### SOURCE DATA
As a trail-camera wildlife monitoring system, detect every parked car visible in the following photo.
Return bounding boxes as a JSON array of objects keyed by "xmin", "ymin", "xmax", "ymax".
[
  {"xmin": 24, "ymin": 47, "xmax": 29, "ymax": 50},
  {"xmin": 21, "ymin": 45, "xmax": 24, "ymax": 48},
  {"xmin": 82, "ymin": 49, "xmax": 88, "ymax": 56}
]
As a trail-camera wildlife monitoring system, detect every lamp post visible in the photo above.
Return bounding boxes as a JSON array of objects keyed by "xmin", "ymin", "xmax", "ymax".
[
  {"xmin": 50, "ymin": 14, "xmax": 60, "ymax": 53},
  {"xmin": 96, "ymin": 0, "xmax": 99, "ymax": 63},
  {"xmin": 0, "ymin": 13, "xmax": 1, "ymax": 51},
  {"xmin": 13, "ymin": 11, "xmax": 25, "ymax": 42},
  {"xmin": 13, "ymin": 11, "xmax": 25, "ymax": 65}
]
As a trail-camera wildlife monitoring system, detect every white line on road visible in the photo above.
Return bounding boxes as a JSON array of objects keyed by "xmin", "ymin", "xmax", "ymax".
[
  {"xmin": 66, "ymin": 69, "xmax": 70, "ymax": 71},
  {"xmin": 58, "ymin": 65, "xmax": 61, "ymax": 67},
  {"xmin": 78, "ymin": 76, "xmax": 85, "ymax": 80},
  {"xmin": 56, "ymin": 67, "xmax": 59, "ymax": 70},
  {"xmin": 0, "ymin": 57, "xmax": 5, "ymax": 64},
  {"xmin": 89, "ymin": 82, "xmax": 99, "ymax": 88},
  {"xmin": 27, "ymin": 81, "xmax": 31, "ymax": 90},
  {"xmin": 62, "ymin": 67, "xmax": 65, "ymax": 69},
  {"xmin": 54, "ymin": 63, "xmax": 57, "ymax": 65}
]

### TASK DIRECTIONS
Across the lines of the material above, tally those holding the word "wildlife" and state the number by itself.

### EXERCISE ANSWER
3